** Problem requirements **
Please go on with the Bell Labs passage, starting right after its final sentence.

** Excerpted passage **
+ + +
To get the largely white male engineers at Bell Labs to accommodate themselves to the program, the company required us to attend what became known as “white male guilt sessions,” where a paid professional activist would berate us for our sins. Not our sins, actually — after all, most of us were fresh out of school — but past sins of people who looked like us, not against the women and minorities employed alongside us, but against people who looked like them in days gone by.

I shrugged off any personal concerns about competing under an imposed handicap, even as people in protected categories got special consideration for promotions and pay raises. But I did find one aspect of the program incomprehensible. The criteria for checking the box for female or African American (save some mixed race colleagues) was perfectly clear. But how did one qualify as Hispanic? The answer we got was that you had to have a Hispanic surname. So if your last name was Rodriguez, you got Protected Class status. It didn’t matter if you were a blond-haired, blue-eyed WASP who could trace his lineage back to the founding fathers. All that mattered was your name.
+ + +
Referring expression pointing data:
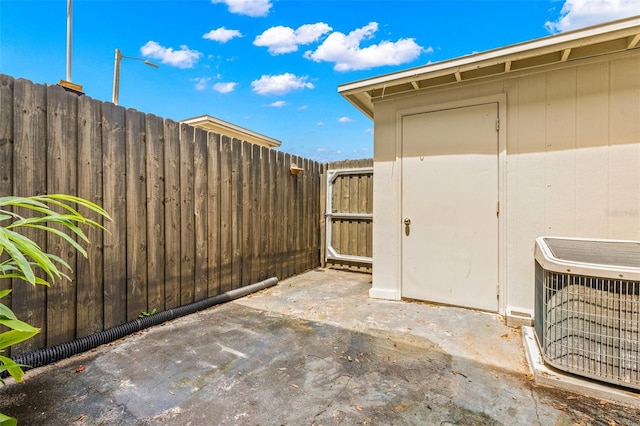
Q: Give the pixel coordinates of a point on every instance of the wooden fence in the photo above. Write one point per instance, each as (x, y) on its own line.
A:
(351, 233)
(194, 213)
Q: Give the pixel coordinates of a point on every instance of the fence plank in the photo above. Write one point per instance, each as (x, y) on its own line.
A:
(255, 224)
(89, 271)
(287, 216)
(265, 192)
(6, 140)
(247, 207)
(136, 191)
(275, 269)
(115, 243)
(225, 215)
(236, 213)
(173, 217)
(200, 214)
(213, 224)
(6, 154)
(30, 144)
(154, 130)
(62, 137)
(187, 245)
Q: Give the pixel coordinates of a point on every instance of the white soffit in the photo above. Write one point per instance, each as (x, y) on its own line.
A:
(593, 41)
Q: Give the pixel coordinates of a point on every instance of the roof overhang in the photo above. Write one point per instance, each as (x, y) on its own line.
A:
(224, 127)
(593, 41)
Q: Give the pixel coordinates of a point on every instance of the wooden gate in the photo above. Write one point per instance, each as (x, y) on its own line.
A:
(348, 213)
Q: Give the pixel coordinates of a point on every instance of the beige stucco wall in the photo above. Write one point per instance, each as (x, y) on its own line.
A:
(571, 165)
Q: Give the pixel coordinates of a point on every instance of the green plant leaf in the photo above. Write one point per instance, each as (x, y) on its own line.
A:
(6, 313)
(7, 421)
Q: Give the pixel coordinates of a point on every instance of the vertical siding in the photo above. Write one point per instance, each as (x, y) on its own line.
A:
(592, 155)
(572, 163)
(623, 209)
(579, 127)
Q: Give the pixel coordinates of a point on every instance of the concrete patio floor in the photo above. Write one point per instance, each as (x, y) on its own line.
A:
(313, 350)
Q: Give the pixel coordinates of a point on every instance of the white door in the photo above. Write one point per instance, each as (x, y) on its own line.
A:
(450, 200)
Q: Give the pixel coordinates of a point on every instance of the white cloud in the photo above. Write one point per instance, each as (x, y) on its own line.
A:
(583, 13)
(347, 54)
(279, 84)
(201, 83)
(224, 87)
(252, 8)
(281, 39)
(183, 58)
(222, 35)
(278, 104)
+ + +
** Expected output **
Fast forward 40 years. The number of Protected Classes under various state and federal antidiscrimination programs have not declined even as society has grown more tolerant and inclusive. Instead, the list has swelled to include all sorts of designated categories of people who government insists deserve special treatment from private parties. For various programs and purposes, these reasons include being over 40, having certain disabilities (including alcoholism), practicing certain religious creeds, having a foreign national origin, harboring non heteronormative sexual preferences, and proclaiming yourself to be of certain gender not determined by your chromosomes. That last one is quite fascinating. Take a look at the 58 most recent self-declared genders, a field of fervent academic study generating new gender designations at a pretty steady clip.

Confused?

For a while, falsely pretending to be a member of a Protected Class to gain benefits was widely considered cheating. An expose by an Indian American who got admitted to medical school despite low grades by shaving his head and pretending to be African American recently became a media sensation. And then there’s Massachusetts Senator Elizabeth Warren’s unsubstantiated claim of being Native American when applying for a faculty position at Harvard.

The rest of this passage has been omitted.